Sayfa metni
Bunun üzerine yetkili kişinin kalabalık bir grupla gelerek Karahan’ın ve Anter’in telefon kayıtlarına el koymaya çalıştığı aktarıldı.
“YETKİLİ OLDUĞUNU SÖYLEYEN ŞAHSA, ‘İNŞAATLARDA RUHSAT TABELASI ZORUNLULUĞU VAR. TABELANIZ NEREDE’ DEDİK”
Karahan tarafından yapılan basın açıklamasında, ayrıca şunlar kaydedildi:
“Yetkili olduğunu söyleyen şahsa, ‘İnşaatlarda ruhsat tabelası zorunluluğu var. Tabelanız nerede’ dedik. Tahmin edeceğiniz gibi; ‘Keyfimize kalmış. İster asarız ister saklarız’ yanıtlarını aldık. Yani kısacası bunlar bizlere ait ormanın tahsisini adılar ya; sanıyorlar ki o ormanımızda kendi orman kanunları geçerli.
Gazeteci arkadaşımın görüntü kayıtlarını silmesini istediler. Elbette bunu reddettik. Bu kez arkamızdan aracımızın Bodrum’a dönüş yolunu kütüklerle, kayalarla kapattılar. Yetmedi o kayalar ve kütüklerin önüne de yolu tamamen kapatacak şekilde kamyonetlerini yatay olarak koydular.”
Duble barikat kurduğunu vurgulayan Karahan, “Önümüzde de onların yola yaptıkları demir kapı vardı. Bu demir kapı ile barikat arasındaki dar alanda, yağmurun altında bir saatten fazla bekletildik. Bekletirlerken de gazeteci arkadaşımın cep telefonunu gasp ettiler. Israrlı uğraşımız sonrası cep telefonunu geriye alabildik” dedi.

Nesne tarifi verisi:

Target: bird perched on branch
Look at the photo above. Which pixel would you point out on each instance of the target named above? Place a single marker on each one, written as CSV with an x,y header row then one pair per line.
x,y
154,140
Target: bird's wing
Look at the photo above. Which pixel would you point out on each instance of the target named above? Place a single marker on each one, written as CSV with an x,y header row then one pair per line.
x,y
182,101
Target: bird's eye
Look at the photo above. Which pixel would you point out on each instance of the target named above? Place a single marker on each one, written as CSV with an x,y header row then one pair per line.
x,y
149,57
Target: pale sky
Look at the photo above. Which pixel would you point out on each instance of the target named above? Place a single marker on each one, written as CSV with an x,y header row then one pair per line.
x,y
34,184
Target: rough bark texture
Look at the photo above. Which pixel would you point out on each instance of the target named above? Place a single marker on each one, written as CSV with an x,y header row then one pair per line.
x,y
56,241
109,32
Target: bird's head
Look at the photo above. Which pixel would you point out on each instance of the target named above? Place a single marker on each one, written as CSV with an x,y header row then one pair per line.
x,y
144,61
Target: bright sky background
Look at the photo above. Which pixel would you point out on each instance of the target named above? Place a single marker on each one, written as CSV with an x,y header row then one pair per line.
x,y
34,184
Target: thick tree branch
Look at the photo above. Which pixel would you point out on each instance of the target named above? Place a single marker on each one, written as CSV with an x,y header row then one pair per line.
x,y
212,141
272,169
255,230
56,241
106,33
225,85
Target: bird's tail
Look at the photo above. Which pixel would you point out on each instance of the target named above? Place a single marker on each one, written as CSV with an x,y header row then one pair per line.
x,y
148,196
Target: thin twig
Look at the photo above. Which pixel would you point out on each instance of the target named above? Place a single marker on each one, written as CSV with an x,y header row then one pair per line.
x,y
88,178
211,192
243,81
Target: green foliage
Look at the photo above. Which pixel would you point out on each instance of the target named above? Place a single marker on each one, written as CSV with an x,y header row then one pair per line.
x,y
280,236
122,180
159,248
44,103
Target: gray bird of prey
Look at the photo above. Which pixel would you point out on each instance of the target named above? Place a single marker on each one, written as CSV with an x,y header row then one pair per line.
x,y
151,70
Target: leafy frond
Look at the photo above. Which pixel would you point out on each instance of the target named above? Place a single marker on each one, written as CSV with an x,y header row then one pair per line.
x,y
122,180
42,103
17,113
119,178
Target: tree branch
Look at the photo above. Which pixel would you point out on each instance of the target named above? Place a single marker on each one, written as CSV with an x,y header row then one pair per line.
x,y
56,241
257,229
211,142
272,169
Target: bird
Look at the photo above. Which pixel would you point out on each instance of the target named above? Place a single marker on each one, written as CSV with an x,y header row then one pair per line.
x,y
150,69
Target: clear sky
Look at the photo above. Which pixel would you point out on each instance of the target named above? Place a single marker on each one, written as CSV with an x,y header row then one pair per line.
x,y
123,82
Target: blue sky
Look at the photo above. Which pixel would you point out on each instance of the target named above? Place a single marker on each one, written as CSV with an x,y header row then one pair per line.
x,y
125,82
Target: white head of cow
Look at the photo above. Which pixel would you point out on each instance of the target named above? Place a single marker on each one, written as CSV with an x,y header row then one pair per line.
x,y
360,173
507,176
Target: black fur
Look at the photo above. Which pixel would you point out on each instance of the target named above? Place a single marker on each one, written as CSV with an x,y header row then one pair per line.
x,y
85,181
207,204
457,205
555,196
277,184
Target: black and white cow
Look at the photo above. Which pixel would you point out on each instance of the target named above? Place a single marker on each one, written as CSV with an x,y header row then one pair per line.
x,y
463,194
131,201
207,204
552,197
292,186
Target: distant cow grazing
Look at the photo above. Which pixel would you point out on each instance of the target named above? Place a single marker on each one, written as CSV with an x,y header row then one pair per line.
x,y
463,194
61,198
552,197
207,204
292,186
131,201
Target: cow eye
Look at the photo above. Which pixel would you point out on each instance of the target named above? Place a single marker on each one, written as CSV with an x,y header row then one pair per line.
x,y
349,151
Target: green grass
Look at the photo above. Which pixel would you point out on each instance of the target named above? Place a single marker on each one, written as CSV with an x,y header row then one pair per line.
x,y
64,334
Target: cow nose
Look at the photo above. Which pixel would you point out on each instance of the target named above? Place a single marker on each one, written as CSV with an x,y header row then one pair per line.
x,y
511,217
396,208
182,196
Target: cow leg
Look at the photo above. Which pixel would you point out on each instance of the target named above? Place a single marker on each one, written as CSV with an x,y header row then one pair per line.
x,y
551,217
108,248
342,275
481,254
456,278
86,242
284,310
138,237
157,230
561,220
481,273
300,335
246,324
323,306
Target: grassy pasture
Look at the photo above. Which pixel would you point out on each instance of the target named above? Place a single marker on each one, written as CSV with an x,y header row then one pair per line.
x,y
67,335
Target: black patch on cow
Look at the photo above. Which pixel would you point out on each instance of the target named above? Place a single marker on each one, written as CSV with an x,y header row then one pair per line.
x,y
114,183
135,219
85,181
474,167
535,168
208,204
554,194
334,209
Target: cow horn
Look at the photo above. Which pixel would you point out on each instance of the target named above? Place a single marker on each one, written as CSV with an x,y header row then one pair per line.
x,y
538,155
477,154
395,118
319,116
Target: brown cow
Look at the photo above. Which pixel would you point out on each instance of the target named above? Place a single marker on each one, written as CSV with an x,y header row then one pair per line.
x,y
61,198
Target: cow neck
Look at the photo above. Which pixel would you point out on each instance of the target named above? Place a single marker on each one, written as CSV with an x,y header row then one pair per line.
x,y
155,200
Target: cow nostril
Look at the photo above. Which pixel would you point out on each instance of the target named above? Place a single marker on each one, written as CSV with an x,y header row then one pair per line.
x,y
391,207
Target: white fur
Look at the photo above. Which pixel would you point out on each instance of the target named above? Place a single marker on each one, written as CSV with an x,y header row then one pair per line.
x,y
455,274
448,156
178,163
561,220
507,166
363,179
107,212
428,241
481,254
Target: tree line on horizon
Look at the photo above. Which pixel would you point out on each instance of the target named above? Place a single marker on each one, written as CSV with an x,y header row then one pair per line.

Görev tanımı
Sayfa metnindeki şu cümleyi İngilizceye çevirin: “Bu demir kapı ile barikat arasındaki dar alanda, yağmurun altında bir saatten fazla bekletildik.”

Yanıt alanı
In the narrow space between this iron gate and the barricade, we were made to wait in the rain for more than an hour.